# QUOTED TEXT
This may surprise you but I found the track plan posted above to be one of the most suitable plans that I've found to date. In fact, with a few tweaks, it may very well suit my needs. Don't you see it? A coal mine on one side, and rural scenes with a small industry or two on the other.

Sometimes it's impossible to interpret just exactly what someone may be looking for which is why I've tried to abandon that approach, in favor of seekng random plans that will fit the 6'x12' footprint.

I'm looking for inspiration more than an actual plan but to get that inspiration, I must see actual plans, suitable or not.

 Well, that plan is for a doughnut shaped layout, with industries along what will be the outer edge on a walk-around table. It of course could be turned inside out, but what I would do would be to look at what elements of that plan you like, and just copy those elements, not the whole plan - which does not have a particularily appalachian coalmining look and feel.

 Here is another plan - it is not 6 x 12 feet, but it shows a layout split into three scenes by viewblocks:

 

 

 It would be trivial to extend something like that - make it longer, make curves wider, have more room for scenery.

# INFORMATION PROVIDED
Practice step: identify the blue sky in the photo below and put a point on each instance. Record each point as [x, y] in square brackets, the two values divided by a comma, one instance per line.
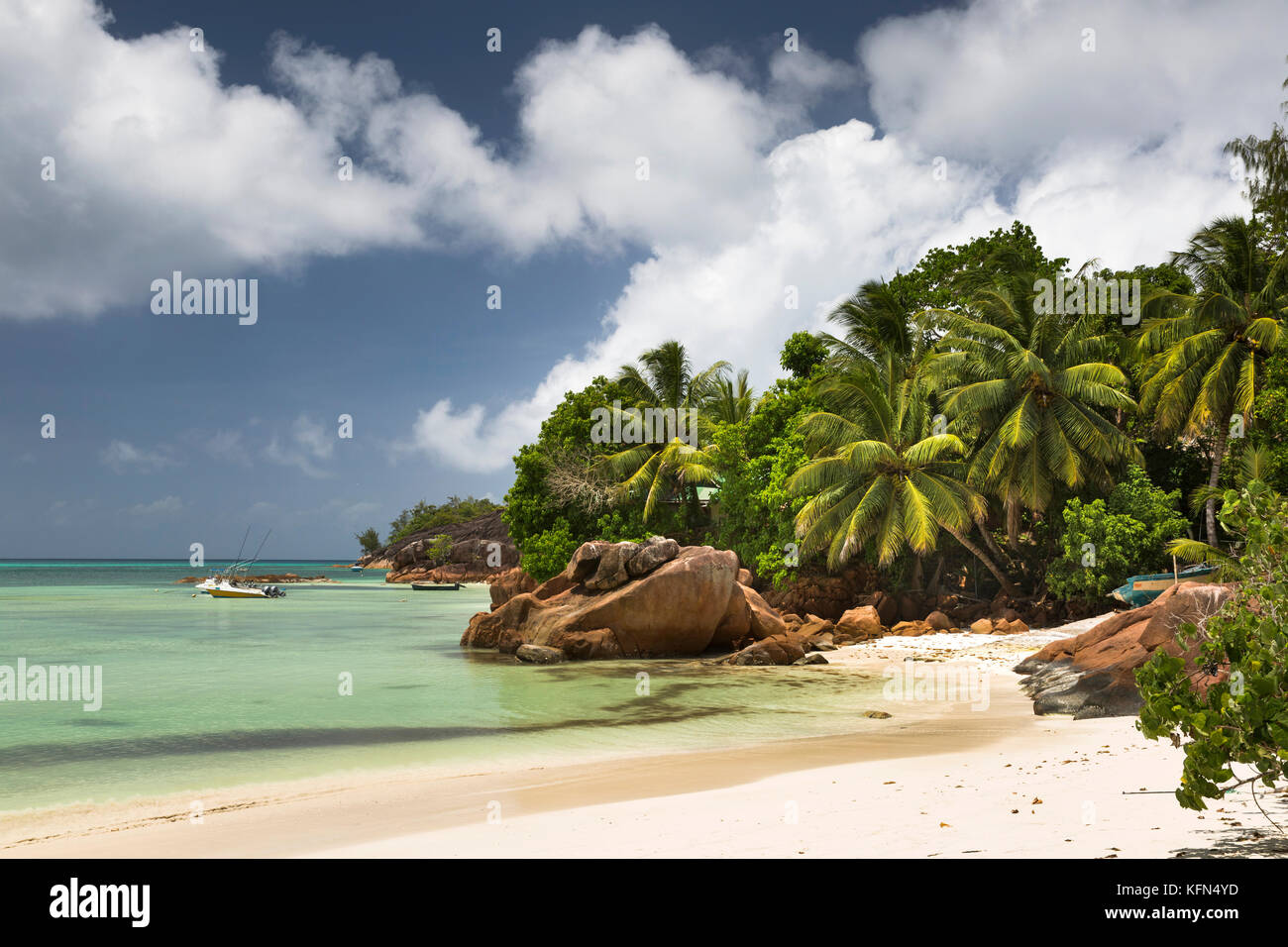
[768, 167]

# TO DO
List each change the track plan discussion names for extending the layout split into three scenes by viewblocks. Rely on the track plan discussion alone.

# FULL ANSWER
- Make it longer
- Make curves wider
- Have more room for scenery